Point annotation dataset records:

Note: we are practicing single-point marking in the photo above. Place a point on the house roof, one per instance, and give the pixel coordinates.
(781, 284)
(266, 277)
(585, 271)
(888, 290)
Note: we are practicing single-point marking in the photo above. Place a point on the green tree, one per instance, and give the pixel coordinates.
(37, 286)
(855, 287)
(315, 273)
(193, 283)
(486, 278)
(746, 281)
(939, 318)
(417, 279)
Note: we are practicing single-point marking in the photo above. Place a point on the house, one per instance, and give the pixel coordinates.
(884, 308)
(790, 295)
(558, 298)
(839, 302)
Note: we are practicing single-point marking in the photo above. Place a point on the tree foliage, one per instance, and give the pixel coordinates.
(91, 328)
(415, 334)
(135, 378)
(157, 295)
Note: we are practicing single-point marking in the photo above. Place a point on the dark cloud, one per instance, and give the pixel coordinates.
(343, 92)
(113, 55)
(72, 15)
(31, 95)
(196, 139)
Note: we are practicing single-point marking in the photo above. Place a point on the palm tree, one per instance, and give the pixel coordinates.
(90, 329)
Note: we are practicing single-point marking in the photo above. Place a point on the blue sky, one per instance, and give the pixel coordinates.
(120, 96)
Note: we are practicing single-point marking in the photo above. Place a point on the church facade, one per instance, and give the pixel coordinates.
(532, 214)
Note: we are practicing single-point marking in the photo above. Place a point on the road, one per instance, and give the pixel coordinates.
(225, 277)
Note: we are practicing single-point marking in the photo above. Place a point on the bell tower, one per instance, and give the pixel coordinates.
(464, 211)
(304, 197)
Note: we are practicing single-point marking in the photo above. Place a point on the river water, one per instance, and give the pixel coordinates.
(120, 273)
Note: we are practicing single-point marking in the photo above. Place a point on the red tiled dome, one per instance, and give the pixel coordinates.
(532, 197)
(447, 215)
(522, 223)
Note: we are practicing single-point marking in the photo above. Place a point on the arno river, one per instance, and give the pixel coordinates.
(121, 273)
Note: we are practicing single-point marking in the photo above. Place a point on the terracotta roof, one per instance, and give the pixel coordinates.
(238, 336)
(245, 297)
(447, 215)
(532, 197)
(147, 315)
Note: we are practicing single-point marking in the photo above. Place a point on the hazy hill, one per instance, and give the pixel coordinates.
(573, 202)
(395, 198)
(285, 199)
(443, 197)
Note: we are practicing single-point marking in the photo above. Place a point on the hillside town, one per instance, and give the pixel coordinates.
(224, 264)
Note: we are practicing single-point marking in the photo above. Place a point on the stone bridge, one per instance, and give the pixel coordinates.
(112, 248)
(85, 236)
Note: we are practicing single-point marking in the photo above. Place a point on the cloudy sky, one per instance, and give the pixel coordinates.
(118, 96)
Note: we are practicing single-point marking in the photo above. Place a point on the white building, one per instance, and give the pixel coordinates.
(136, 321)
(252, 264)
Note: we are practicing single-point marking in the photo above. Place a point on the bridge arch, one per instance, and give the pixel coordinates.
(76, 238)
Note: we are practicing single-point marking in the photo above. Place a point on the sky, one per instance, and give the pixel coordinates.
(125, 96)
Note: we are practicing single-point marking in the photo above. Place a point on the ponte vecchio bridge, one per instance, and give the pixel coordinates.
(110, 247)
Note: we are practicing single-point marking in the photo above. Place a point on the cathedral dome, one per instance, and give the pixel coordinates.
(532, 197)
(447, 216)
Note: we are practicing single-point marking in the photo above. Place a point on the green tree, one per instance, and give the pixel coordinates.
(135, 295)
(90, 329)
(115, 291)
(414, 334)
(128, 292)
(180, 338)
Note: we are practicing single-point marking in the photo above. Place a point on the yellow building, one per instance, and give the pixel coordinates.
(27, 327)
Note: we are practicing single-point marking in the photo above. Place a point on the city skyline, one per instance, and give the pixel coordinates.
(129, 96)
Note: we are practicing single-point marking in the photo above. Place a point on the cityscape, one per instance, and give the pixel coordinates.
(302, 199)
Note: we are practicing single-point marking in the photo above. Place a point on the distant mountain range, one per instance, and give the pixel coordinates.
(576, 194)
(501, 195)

AIM: Extract all of the data exactly as written.

RESPONSE FOR THIS EXERCISE:
Note: we are practicing single-point marking in the photo above. Place a point on the house roof, one per instance, and give the pixel coordinates.
(781, 284)
(266, 277)
(585, 271)
(888, 290)
Note: we are practicing single-point marking in the photo above. Place a point on the green tree, one per instance, and give the pixel coordinates.
(37, 286)
(855, 287)
(315, 273)
(193, 283)
(486, 278)
(746, 281)
(939, 318)
(417, 279)
Note: we are practicing single-point marking in the photo above. Place a point on the house, one per instance, and give the pixel coordinates.
(884, 308)
(790, 295)
(558, 298)
(839, 302)
Note: we are practicing single-point marking in the photo above. Place a point on the tree foliage, one per instance, and give the pixel coordinates.
(91, 328)
(415, 334)
(135, 378)
(157, 295)
Note: we are practicing single-point marking in the photo above. Place a point on the dark cloud, one per instance, and give the pixel coordinates.
(343, 92)
(113, 55)
(72, 15)
(31, 95)
(196, 139)
Note: we are practicing single-point marking in the photo above. Place a point on the palm tree, one per instance, and give the pixel coordinates.
(90, 329)
Note: we are practicing single-point marking in the photo above. Place a point on the blue sky, one per instance, and give the pixel coordinates.
(120, 96)
Note: we are practicing single-point marking in the photo above. Place a point on the church facade, one per instance, and give the pixel coordinates.
(532, 214)
Note: we are practicing single-point marking in the photo above. Place a point on the road, one per instance, and give the pixel coordinates.
(225, 277)
Note: we are practicing single-point marking in the photo above. Place a point on the bell tower, one per instance, and give the pixel coordinates.
(464, 211)
(304, 197)
Note: we are practicing single-point marking in the photo above. Place a point on the river water, one per instance, and give the pixel coordinates.
(120, 273)
Note: we are practicing single-point marking in the photo above. Place a point on the red tiled dome, one per instance, and give the pixel coordinates.
(532, 197)
(447, 215)
(522, 223)
Note: we are practicing single-point marking in the photo above. Place a point on the arno river, one per instance, and give the pixel coordinates.
(121, 273)
Note: we are practicing single-point marking in the photo above. Place a point on the terracotta roof, one per instance, and give the pixel coordinates.
(238, 336)
(245, 297)
(447, 215)
(532, 197)
(147, 315)
Note: we are practicing single-point marking in the photo above. Place a point on the hazy hill, one per instance, and give the pixel coordinates.
(573, 202)
(395, 198)
(285, 199)
(443, 197)
Note: we are practicing single-point marking in the photo above. Place a point on the hillside town, one per instance, and give the pixel coordinates.
(224, 264)
Note: we are practicing single-point marking in the photo above. Place a point on the stone bridge, one per instance, and give the pixel coordinates.
(112, 248)
(85, 236)
Note: we are practicing single-point marking in the photo above. Place a point on the cloudy sky, one per instance, and give the pixel coordinates.
(118, 96)
Note: we are practicing single-point marking in the photo above. Place a point on the white building, one per instance, and give the pixel coordinates.
(136, 321)
(252, 264)
Note: we are practicing single-point marking in the photo above. Place a point on the bridge arch, one per instance, and give the pixel coordinates.
(76, 238)
Note: we are practicing single-point marking in the photo above. Place a point on the sky, one per instance, and give the pixel coordinates.
(125, 96)
Note: we are practicing single-point marking in the photo above. Place a point on the ponte vecchio bridge, one per instance, and give the pixel coordinates.
(110, 247)
Note: we are practicing single-point marking in the photo above. Place a point on the cathedral dome, one per instance, and give the pixel coordinates.
(532, 197)
(447, 216)
Note: we are practicing single-point marking in the photo above. Place a point on the green tree, one per instance, and give the pixel coordinates.
(135, 295)
(90, 329)
(115, 291)
(414, 334)
(128, 292)
(180, 338)
Note: we are practicing single-point marking in the photo above. Place a point on the yellow building, one per instance, and give the pixel coordinates.
(27, 327)
Note: we are practicing single-point marking in the photo above. Place a point on the city skyline, one per instance, and give the pixel coordinates.
(129, 96)
Note: we are practicing single-point marking in the photo above. Place a point on the cityscape, one per instance, and give the pixel coordinates.
(302, 199)
Note: we are practicing single-point marking in the photo above. Place a point on the distant mountain range, one per instance, and give the pixel coordinates.
(576, 194)
(501, 195)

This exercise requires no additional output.